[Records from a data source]

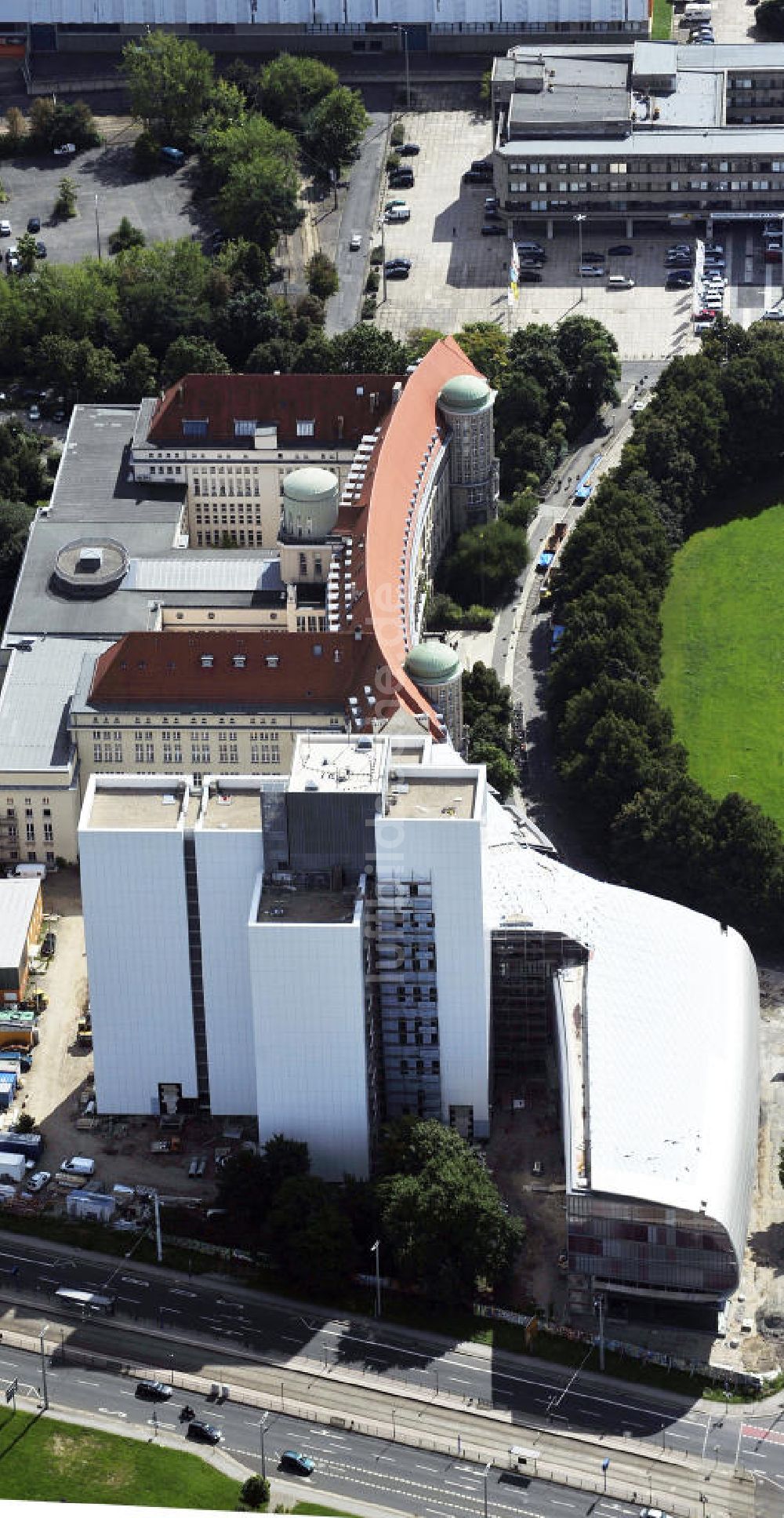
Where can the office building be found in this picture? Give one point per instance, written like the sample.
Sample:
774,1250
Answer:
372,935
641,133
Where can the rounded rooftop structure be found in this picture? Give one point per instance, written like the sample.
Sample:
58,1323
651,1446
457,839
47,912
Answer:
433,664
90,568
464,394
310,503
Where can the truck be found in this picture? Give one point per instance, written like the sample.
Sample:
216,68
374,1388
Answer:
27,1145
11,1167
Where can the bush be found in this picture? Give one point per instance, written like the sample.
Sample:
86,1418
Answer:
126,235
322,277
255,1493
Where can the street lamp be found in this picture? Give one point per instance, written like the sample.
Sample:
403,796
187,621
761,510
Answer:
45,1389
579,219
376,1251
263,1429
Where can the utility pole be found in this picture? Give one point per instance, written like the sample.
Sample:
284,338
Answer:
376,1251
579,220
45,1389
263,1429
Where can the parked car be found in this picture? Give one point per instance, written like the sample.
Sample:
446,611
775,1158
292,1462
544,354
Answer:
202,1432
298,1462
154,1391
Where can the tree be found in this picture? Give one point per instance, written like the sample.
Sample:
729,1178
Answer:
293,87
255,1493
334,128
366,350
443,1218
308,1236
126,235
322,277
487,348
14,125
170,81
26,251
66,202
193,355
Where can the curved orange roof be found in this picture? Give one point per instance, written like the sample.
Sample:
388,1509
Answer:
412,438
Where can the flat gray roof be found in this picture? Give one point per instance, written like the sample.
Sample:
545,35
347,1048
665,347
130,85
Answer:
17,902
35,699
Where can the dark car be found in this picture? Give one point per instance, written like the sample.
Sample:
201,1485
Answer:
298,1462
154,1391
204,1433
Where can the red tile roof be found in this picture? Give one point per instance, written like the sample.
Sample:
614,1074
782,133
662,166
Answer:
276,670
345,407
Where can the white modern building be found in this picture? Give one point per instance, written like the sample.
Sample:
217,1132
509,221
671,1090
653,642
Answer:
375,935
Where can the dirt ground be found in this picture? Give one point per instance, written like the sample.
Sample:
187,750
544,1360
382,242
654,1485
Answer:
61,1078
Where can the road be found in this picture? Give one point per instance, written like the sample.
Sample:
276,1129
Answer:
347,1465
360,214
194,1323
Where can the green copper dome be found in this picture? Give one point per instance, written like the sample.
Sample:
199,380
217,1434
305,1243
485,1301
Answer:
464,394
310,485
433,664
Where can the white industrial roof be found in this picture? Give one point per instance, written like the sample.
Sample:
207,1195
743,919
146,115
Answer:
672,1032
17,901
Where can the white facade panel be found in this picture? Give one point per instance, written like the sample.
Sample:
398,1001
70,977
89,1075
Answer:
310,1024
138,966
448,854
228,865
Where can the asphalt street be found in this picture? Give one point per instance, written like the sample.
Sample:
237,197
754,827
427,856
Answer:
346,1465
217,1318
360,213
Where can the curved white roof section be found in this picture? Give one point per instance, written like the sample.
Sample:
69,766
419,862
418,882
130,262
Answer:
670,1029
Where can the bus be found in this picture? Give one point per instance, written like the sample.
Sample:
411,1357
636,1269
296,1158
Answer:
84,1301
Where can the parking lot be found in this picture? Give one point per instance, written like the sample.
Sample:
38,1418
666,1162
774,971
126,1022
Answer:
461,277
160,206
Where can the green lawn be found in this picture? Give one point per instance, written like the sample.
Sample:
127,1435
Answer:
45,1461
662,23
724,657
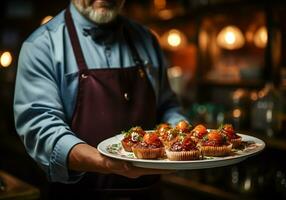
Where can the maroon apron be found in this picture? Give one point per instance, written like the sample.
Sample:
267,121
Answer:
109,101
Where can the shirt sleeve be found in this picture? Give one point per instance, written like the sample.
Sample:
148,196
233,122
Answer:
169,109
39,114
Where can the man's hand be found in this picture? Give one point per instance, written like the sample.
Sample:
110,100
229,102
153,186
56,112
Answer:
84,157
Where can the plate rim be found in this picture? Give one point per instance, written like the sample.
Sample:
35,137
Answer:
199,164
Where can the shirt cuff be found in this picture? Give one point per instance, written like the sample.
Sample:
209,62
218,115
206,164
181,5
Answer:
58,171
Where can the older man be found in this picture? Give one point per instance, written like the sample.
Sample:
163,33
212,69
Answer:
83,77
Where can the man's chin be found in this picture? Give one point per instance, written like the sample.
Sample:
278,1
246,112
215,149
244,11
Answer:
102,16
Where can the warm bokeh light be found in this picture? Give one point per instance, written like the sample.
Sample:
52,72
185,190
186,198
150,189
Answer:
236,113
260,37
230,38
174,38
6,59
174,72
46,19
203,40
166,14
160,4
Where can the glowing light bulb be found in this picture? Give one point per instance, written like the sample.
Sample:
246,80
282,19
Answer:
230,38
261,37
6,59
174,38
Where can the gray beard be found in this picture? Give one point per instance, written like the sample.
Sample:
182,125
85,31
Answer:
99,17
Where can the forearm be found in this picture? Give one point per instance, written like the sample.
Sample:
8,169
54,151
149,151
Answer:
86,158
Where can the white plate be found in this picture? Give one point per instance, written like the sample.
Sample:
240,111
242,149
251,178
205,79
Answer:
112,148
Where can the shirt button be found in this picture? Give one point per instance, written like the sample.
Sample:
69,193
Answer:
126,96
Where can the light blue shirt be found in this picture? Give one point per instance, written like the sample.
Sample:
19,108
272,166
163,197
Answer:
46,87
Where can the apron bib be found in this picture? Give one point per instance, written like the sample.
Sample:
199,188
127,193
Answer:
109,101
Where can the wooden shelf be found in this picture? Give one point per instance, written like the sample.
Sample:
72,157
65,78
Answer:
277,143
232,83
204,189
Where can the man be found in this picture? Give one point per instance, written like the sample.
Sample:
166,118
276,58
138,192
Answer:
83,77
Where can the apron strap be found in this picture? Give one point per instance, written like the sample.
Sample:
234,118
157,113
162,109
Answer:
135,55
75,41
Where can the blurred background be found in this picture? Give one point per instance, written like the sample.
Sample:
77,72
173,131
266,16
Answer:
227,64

**Exercise description**: Provide the number of lines above in which the word "curved" appears, with no further words.

**Response area**: 2